------ TEXT PROVIDED

Nikolaus Simrock (23 August 1751 in Mainz – 12 June 1832 in Bonn) was a German horn player at the court of the Elector of Cologne in Bonn and a music publisher. He was a friend of Ludwig van Beethoven and founder of the N. Simrock music publishing house. "Highly esteemed as a man and a musician", he remained in contact with Beethoven throughout the 1790s and is regarded as a "reliable witness" to Beethoven's years in Bonn.

==Biography==
Simrock was born in Mainz, the son of a corporal, and was a horn player in a French military chapel before age 16. He applied at the Cologne Elector Maximilian Frederick for a job in the Bonn court orchestra. He began working there in April 1775 as "bugler" with an annual salary of 300 florins. The young Beethoven later played in the same orchestra.

Simrock was one of the most famous philosophers of the Enlightenment in the elector's residence. Like his colleagues Franz Anton Ries and Christian Gottlob Neefe, he belonged to the Minervalkirche Stagira, an association of the Order of Illuminati. After its demise he was a founding member of the "Lesegesellschaft" (Reading Society) in Bonn. He was a member of the Masonic Lodge "Les Frères courageux", founded in Bonn in 1805.

In 1793, Nikolaus Simrock founded the music publishing house N. Simrock in Bonn. Two of his early publications were Beethoven's variations "Das rote Käppchen" (WoO 66) in 1793 and variations on a theme by Waldstein (WoO 67) in 1794. One reason for the success of this company – in addition to Simrock's business acumen – was his pro-French attitude that paid off after the electoral period in 1794 during the early occupation of Bonn and the Rhineland by French revolutionary troops.

Simrock had become one of the most important European music publishers by the beginning of the 19th century. Under his leadership, N. Simrock published first editions of music by Joseph Haydn, whom he met in person, and Ludwig van Beethoven (13 first editions).

Among the notable composers published after Simrock's death were Robert Schumann, including his Third Symphony and Felix Mendelssohn, including his oratorios Elias and Paulus. Fritz Simrock, his grandson, moved the headquarters of the publishing house from Bonn to Berlin in 1870. He is especially known for publishing works of Johannes Brahms and Antonín Dvořák.

==Personal life==
Simrock was married to Franziska Ottilie Blaschek from Mainz and they had 13 children together. The family members influenced nearly 200 years of cultural history of the Rhineland. One of his sons, Peter Joseph Simrock, ran the publishing business, another son was for many years the manager of the Hotel "Trierer Hof" in the market square, where Alexandre Dumas was a guest. The youngest son, Karl, was an editor of old and middle German literature and German literature of the 19th century.

------------
------ RECORD SET

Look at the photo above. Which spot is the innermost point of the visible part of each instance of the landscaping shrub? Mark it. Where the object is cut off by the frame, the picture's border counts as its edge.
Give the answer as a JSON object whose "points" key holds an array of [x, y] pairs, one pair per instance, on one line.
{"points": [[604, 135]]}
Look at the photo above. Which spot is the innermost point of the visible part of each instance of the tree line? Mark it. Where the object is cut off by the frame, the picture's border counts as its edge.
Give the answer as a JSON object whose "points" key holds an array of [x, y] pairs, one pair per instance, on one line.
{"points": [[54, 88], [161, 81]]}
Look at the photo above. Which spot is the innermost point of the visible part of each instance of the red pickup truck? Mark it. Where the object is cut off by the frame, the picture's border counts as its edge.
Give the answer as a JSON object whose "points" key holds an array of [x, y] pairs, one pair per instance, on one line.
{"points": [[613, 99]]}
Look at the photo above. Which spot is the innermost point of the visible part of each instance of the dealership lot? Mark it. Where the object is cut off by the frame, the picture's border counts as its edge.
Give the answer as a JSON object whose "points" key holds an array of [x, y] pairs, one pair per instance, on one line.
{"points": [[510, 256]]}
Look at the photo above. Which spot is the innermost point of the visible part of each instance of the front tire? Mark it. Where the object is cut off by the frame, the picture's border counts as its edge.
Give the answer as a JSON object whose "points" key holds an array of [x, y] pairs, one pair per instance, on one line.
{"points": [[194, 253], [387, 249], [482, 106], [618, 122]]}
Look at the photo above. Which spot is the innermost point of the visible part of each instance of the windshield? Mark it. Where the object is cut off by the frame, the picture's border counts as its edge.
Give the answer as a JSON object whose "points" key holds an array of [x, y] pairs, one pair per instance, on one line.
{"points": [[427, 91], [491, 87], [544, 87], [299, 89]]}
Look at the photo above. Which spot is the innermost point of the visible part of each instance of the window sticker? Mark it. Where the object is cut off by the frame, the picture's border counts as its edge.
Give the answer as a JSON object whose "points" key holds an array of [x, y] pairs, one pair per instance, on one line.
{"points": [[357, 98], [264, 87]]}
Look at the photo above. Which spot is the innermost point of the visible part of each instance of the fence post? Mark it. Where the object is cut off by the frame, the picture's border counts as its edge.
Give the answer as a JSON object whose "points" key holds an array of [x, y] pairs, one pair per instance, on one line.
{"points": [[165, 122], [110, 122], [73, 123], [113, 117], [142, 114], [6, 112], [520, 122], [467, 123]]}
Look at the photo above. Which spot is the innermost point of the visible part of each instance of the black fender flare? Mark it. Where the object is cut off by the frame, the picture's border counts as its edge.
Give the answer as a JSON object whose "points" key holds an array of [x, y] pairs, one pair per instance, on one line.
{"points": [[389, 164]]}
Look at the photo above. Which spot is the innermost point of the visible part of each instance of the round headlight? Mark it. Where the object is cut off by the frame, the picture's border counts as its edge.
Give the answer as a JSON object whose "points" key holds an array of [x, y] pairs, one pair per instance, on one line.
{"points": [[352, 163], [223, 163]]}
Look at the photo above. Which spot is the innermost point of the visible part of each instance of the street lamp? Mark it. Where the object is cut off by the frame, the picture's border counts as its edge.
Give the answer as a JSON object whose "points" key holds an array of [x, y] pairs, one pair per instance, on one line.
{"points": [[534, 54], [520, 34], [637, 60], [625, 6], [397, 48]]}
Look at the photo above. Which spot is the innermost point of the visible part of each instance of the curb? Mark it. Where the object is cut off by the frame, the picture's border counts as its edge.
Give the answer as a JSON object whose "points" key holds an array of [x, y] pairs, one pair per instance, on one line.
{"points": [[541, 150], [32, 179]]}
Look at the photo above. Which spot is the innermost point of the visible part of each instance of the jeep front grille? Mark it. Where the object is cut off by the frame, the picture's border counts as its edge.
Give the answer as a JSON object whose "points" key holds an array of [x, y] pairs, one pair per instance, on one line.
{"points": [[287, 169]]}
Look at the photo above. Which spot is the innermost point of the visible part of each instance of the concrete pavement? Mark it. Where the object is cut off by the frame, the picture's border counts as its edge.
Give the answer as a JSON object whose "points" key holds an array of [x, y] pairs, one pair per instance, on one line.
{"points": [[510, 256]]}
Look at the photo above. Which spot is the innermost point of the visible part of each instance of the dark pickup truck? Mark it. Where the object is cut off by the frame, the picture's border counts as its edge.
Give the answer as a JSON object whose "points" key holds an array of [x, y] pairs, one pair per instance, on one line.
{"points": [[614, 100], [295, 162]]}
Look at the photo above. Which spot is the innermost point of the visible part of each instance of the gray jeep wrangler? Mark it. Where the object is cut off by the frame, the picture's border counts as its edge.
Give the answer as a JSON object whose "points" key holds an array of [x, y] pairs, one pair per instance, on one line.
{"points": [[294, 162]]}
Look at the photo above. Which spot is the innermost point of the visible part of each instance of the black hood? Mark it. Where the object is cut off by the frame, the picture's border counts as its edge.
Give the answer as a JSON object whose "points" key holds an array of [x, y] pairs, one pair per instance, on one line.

------------

**AIM OF THE TASK:** Please answer from the text on Nikolaus Simrock above: when did Simrock begin working in the Bonn court orchestra, and at what annual salary?

**RESULT FOR THIS EXERCISE:** He began in April 1775, with an annual salary of 300 florins.